(Pointing records)
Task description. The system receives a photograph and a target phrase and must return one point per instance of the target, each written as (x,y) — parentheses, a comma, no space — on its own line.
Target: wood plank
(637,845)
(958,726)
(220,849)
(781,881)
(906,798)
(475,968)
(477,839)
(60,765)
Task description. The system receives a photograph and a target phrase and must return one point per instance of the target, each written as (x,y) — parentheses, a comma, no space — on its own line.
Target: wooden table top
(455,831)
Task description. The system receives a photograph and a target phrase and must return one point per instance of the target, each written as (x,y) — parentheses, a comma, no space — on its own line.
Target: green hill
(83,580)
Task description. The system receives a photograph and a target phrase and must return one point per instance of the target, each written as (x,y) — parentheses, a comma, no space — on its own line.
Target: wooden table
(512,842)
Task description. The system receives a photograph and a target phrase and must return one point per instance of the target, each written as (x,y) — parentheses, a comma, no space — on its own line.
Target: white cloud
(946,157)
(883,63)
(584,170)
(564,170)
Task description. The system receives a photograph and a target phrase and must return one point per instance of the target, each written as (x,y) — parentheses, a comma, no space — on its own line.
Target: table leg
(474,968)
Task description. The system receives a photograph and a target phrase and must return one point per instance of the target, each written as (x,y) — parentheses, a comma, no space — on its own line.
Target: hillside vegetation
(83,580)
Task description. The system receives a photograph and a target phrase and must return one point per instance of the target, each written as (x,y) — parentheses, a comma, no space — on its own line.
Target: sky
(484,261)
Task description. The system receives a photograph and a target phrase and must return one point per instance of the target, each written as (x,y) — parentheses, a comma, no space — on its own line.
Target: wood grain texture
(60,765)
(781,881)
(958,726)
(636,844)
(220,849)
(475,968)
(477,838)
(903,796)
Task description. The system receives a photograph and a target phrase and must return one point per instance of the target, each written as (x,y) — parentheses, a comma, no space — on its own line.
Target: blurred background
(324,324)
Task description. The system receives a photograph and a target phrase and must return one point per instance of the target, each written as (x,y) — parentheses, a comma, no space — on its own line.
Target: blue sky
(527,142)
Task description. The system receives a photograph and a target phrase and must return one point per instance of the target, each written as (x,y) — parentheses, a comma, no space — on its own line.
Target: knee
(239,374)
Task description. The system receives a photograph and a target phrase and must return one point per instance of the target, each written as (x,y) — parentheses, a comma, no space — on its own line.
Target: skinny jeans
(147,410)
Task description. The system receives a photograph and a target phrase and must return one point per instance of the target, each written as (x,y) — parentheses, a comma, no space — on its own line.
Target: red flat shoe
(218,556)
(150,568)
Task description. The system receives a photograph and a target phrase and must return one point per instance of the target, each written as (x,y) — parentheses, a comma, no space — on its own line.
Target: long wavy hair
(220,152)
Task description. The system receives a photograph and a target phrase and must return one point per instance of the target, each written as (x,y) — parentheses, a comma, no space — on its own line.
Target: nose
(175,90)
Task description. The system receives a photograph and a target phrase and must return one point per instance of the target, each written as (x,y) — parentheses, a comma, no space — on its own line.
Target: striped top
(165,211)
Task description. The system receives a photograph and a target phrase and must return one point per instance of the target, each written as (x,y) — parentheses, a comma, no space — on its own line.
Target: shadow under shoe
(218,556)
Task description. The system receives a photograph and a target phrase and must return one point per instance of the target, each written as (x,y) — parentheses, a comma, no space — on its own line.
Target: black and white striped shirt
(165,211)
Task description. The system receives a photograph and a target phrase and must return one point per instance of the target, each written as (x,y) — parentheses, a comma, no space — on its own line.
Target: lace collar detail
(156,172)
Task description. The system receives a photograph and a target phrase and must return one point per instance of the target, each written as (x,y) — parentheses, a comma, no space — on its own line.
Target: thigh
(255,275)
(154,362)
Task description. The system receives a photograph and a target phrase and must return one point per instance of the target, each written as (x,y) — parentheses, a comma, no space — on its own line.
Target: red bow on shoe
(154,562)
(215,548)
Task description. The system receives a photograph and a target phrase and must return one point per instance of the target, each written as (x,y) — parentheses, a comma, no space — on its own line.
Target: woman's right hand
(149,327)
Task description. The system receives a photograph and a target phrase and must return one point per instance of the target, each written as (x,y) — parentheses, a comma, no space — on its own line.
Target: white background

◆ What to work on
Type the material above out again, exactly.

◆ Solution to the exercise
Task description. The system receives a photograph and a target phrase and must return one point per instance of the target, each written as (x,y) — parentheses, a comma, no space — on its own line.
Target: wood plank
(637,845)
(958,726)
(220,849)
(781,881)
(906,798)
(475,968)
(477,839)
(60,765)
Task description. The system receives a photograph and a target phrase and must return one point per instance of the target, each written as (x,y) — parentheses, a comma, no space — on its own line.
Target: wooden table top
(455,831)
Task description. The system receives a photograph and a target phrase and must return one point per instance of the target, each written as (x,y) — parentheses, a comma, no space — on its own line.
Target: green hill
(83,580)
Task description. The system receives a photograph and a target phrase and must return one point per instance of the target, each written as (x,y) — parentheses, a comma, no space — on its own line.
Target: wooden table
(512,842)
Task description. The system receives a photograph and a target phrase and must return one point per instance of the target, each written as (x,y) — parentheses, a comma, no space — on its own line.
Target: white cloud
(946,157)
(883,63)
(584,170)
(564,170)
Task description. The system receives a photograph and a target phrase and must return one point per instance of the target, each written as (x,y) — parentheses, a comma, no space — on its own line.
Target: table leg
(474,968)
Task description. The system receives a photograph and a target phrase and must return one point per instance of the target, each written as (x,y) — parentheses, a comma, no space — on its own line.
Target: hillside vegetation
(83,580)
Task description. The system receives a photograph and a target phrase and must return one point per instance of the target, each written as (x,y) — parentheses, a comma, no space — on its own line.
Target: sky
(484,261)
Task description. The system receives a photograph and a target phrase and must return one point per instance of the target, each written as (x,y) — parentheses, a comma, no space — on its own line.
Target: wood grain texture
(60,765)
(781,881)
(958,726)
(636,844)
(220,849)
(475,968)
(477,838)
(903,796)
Task description. The system receives a photograph and a target phrase and must return one point per instance of the target, each written as (x,y) — parentheses, a comma, no space — on its own line.
Target: blurred background
(324,324)
Task description. The system receives a photograph and a target phrase and must return one point per instance of the target, each written as (x,y) — parentheses, a comma, no space — on its own line.
Target: blue sky
(527,142)
Task description. The system receives a photograph and a target phrase and must return one point per instance of the target, each written as (x,y) — parentheses, a comma, no space — on its own line.
Target: knee
(239,374)
Task description. The system receives a photograph and a target phrase and must return one point per instance of the target, each written as (x,y) — parentheses, a comma, no space — on its own line.
Target: skinny jeans
(147,410)
Task description. The system receives a photograph and a target phrase and must return one point per instance of the target, each written as (x,y) — parentheses, a comma, no space — on its own line.
Target: red flat shoe
(218,556)
(150,568)
Task description. The system receives a photograph and a target phrase and must return one point per instance of the target, each written as (x,y) — parentheses, a comma, no space — on its own line.
Target: long wavy hair
(220,152)
Task description. The system receives a photograph and a target phrase and must return one point per instance of the target, each written as (x,y) — parentheses, a comma, no space — on its own line.
Target: nose
(175,90)
Task description. The system receives a photograph and a target phrase and must return one point per instance of the target, each written as (x,y) — parentheses, a comma, no space — on its own line.
Target: striped top
(165,211)
Task description. The system receives a photograph and a target phrase and must return one point per instance of the target, each written as (x,y) — parentheses, a comma, no space — on its own line.
Target: shadow under shoe
(218,556)
Task description. The system receives a photograph and a target phrase and must return one point per instance of the target, each written as (x,y) — parentheses, a comma, no space — on its own line.
Target: black and white striped shirt
(165,211)
Task description. The system receives a photograph and a target phrase and must return one point per instance of the target, each written as (x,y) — parentheses, a comma, no space — on its own line.
Target: lace collar detail
(156,172)
Task description. The system receives a photograph and a target phrase and must return one point per instance of the target, each written as (x,y) — parentheses, a comma, no space — on its own line.
Target: thigh
(255,275)
(154,362)
Task description. The system receives a photograph and a target phrase and must return one point per instance of the target, each written as (x,y) — parentheses, a comma, no space — on its own line.
Target: red bow on shoe
(154,562)
(215,548)
Task description. The system receives a photograph and a target phrase and must return one point per instance of the target, each written as (x,y) — parentheses, a comma, no space — on its own line.
Target: woman's right hand
(149,327)
Task description. The system receives a photograph and a target phrase and must return one point per instance of the target, each written as (x,y) — parentheses, a comma, no space — on its own line.
Target: white background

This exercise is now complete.